What is needed. Count the lines in the listing below that contain the word "boat". Reply with that number alone.

Entries from a dataset

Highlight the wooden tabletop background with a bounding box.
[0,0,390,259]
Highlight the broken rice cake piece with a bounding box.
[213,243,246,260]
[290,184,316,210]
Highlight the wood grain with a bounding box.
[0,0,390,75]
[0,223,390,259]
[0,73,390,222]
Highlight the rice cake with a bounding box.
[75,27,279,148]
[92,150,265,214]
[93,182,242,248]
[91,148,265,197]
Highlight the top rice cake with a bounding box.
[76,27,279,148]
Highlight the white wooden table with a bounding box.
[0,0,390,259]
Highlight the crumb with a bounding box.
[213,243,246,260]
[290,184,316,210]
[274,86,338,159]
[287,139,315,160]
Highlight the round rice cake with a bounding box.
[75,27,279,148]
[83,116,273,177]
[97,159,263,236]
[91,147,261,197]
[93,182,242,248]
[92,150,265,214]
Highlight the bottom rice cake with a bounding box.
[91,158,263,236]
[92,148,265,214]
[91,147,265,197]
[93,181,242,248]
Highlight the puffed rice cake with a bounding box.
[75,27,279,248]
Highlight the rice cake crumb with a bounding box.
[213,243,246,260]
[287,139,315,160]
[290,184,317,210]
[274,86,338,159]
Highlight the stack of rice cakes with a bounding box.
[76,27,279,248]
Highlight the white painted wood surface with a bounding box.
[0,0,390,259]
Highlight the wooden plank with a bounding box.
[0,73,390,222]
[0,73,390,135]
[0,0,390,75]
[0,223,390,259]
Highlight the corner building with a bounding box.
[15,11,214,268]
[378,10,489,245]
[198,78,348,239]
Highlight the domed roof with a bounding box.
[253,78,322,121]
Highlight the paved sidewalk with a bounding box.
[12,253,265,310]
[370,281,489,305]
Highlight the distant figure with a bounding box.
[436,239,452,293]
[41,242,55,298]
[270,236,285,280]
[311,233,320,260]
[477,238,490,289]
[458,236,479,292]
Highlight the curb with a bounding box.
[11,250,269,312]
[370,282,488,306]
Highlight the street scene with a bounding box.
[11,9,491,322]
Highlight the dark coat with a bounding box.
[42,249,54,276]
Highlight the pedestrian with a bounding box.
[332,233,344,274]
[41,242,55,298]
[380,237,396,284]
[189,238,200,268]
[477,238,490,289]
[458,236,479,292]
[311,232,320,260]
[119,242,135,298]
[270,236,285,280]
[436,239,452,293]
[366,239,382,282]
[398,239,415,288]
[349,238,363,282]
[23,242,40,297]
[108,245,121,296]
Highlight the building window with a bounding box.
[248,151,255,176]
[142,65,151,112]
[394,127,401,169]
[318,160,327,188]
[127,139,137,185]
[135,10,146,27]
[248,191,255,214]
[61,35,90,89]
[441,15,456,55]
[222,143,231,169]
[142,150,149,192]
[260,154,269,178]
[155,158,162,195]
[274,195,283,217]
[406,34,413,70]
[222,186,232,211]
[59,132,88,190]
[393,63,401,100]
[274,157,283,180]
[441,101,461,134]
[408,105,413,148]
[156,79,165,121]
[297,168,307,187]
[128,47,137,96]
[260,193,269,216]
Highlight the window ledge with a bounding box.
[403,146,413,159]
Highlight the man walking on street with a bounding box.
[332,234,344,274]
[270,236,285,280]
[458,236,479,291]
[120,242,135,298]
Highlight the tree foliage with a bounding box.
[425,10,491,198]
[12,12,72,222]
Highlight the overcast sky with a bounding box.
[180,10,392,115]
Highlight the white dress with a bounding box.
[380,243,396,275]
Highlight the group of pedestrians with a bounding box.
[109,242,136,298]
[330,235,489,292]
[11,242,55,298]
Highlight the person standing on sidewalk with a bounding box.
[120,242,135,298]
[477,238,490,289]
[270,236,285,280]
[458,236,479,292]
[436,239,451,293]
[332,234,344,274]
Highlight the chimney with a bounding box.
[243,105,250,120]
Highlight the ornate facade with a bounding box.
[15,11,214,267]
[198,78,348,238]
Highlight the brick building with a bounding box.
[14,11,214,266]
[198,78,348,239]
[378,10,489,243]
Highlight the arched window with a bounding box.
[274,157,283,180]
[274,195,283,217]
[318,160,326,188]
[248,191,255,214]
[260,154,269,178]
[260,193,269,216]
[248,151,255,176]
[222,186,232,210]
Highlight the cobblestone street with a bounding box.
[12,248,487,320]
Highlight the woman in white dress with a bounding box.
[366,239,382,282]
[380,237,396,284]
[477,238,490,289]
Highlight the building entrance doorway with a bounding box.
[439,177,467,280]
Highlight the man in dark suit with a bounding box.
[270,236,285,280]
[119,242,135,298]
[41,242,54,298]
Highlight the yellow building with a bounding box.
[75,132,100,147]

* * *

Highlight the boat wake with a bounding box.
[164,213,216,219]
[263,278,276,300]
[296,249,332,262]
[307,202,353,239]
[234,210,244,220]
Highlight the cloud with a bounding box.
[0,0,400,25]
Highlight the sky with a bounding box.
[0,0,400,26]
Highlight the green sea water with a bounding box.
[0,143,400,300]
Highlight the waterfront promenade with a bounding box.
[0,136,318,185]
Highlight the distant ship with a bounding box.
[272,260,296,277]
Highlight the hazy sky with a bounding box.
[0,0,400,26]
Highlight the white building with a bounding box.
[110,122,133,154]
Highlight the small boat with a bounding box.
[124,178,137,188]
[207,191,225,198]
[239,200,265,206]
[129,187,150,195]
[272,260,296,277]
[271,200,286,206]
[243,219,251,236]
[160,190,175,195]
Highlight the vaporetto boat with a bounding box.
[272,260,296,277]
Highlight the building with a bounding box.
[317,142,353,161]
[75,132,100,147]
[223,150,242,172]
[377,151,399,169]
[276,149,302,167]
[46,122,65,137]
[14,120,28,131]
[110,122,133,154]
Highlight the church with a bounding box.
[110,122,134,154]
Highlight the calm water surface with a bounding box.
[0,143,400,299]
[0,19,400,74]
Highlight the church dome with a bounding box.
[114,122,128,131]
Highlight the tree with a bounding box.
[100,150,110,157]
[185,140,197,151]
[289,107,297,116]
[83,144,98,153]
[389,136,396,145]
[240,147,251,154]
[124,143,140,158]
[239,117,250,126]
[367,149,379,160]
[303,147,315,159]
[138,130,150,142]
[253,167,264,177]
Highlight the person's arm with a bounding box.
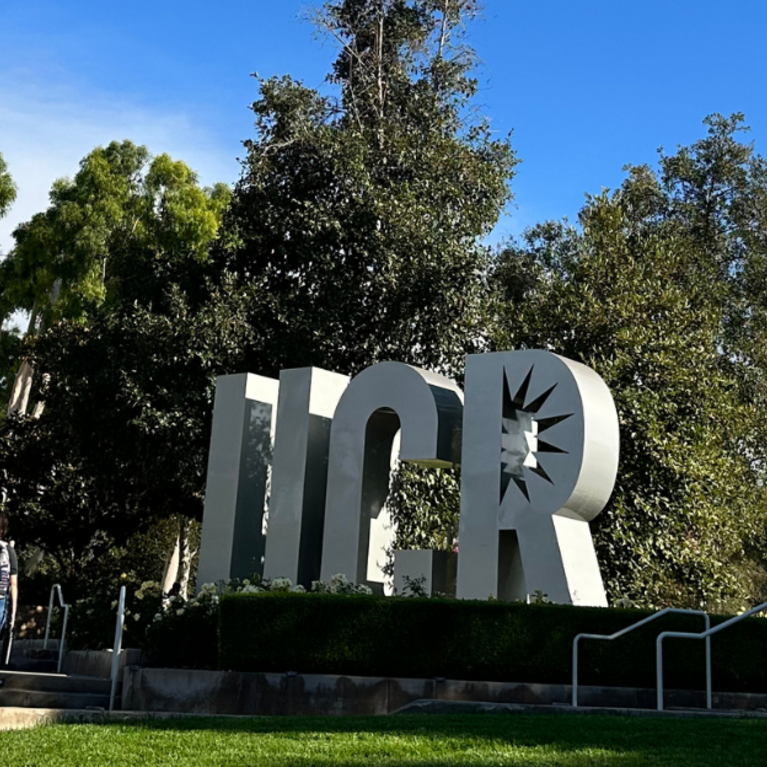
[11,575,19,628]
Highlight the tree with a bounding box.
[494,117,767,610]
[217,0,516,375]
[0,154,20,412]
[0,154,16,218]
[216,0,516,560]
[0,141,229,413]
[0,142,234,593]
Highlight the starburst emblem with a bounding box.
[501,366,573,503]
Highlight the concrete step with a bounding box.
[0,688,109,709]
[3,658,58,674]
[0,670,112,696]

Written reply. 3